> Цель:
Выпишите из записей ниже все строки, где встречается слово «black».

[Примеры разметки точками]
================================

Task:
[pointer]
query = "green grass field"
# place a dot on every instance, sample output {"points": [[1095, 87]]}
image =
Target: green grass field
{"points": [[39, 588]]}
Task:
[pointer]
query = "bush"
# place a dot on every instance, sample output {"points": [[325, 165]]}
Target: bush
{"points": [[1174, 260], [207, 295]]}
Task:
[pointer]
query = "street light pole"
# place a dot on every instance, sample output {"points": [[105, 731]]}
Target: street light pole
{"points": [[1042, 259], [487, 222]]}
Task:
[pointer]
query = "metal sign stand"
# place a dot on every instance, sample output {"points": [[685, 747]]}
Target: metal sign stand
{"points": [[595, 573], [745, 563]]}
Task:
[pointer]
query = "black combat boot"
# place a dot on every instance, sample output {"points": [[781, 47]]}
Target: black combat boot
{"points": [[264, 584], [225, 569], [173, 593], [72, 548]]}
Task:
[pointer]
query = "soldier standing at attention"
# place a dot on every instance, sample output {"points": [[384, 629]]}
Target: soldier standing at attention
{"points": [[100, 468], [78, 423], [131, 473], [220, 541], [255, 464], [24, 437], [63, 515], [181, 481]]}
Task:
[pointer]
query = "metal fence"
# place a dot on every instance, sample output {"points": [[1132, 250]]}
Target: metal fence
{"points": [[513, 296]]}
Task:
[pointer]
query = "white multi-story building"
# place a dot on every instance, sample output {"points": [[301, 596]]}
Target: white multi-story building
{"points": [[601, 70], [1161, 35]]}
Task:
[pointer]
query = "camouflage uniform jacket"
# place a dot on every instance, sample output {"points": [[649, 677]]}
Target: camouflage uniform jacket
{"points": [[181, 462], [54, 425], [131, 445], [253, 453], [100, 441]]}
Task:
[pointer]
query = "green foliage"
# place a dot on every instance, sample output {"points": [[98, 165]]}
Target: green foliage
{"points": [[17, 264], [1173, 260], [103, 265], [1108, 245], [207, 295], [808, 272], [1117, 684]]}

================================

> Письменный ответ:
query = "black combat boot"
Target: black combat boot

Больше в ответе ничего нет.